### Fragmento de página
-*-
Llame al número indicado en la pantalla y compre felicidad por teléfono

Por: Mónica López Ocón

Los mecanismos de una publicidad que parece ingenua, pero que logra convencer a miles.

“Yo era un infeliz hasta que probé las cien recetas místicas de Warren Sánchez para adelgazar”, dice uno de los integrantes de Les Luthiers en un sketch que alude a los pastores mediáticos que copan la pantalla cerca de la medianoche prometiendo felicidad. Mantos, talismanes, palabras sanadoras son los elementos capaces de convertir una vida miserable desde el punto de vista económico o espiritual en una existencia radiante. La sugestión es un elemento importante de su prédica. Es imposible saber si las sanaciones prometidas se producen, pero lo cierto es que los pastores mediáticos tienen miles de seguidores y sus consejos parecen sanar por lo menos la economía de quienes los imparten. El procedimiento es viejo, pero no por eso menos efectivo.
-*-
### Tarea
En el artículo sobre los pastores mediáticos, ¿a qué hora aproximada aparecen ellos en la pantalla?

### Registros
-*-
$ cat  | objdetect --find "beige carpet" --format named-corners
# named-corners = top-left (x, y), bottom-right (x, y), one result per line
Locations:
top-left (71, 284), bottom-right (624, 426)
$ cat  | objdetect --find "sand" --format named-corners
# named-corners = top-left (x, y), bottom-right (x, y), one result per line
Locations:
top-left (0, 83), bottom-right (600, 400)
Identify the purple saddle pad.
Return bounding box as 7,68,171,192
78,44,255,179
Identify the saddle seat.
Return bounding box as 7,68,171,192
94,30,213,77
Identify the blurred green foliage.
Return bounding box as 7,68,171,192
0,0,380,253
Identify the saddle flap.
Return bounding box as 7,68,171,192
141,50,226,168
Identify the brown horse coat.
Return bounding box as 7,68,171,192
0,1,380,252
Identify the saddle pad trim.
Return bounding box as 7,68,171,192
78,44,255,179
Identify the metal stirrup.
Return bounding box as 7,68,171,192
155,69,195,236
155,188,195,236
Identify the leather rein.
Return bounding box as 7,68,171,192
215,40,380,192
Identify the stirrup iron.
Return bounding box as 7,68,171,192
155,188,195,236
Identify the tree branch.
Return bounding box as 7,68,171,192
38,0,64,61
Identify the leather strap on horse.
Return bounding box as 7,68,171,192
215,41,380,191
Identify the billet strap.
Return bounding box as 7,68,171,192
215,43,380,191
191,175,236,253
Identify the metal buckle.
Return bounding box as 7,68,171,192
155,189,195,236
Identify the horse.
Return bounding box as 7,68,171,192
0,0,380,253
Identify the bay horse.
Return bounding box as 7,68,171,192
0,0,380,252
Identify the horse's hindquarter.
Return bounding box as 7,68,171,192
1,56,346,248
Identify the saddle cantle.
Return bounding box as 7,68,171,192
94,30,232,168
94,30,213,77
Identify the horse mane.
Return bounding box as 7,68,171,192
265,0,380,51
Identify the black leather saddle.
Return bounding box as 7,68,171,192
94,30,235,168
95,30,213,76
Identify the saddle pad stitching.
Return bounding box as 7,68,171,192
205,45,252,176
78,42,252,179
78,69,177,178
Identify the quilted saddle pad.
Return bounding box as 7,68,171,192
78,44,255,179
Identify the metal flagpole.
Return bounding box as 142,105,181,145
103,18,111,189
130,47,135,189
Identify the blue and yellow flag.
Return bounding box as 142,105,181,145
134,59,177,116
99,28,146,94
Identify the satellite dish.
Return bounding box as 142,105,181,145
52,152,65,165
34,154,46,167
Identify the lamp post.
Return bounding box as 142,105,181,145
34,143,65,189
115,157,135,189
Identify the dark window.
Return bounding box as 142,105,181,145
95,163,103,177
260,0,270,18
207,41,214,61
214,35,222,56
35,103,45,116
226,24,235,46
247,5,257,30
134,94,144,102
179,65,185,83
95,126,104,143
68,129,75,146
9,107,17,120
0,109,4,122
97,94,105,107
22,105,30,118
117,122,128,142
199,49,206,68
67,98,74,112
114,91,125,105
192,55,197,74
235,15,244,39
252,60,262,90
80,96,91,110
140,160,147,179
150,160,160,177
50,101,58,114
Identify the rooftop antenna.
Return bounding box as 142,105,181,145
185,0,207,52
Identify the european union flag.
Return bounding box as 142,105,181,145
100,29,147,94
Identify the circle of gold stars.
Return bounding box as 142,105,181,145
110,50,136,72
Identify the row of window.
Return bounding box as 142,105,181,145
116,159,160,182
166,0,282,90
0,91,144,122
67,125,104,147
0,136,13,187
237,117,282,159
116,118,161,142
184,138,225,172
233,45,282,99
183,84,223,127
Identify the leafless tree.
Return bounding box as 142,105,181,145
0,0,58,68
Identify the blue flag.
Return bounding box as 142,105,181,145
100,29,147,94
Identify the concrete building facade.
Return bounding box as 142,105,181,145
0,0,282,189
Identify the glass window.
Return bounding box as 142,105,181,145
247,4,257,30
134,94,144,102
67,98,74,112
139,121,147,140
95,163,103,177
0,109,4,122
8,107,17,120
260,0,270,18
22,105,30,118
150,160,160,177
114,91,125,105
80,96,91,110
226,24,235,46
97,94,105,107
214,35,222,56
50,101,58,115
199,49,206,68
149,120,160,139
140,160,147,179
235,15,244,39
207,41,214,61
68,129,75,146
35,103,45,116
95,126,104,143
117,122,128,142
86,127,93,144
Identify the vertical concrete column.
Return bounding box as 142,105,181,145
-*-
### Respuesta
Aparecen cerca de la medianoche.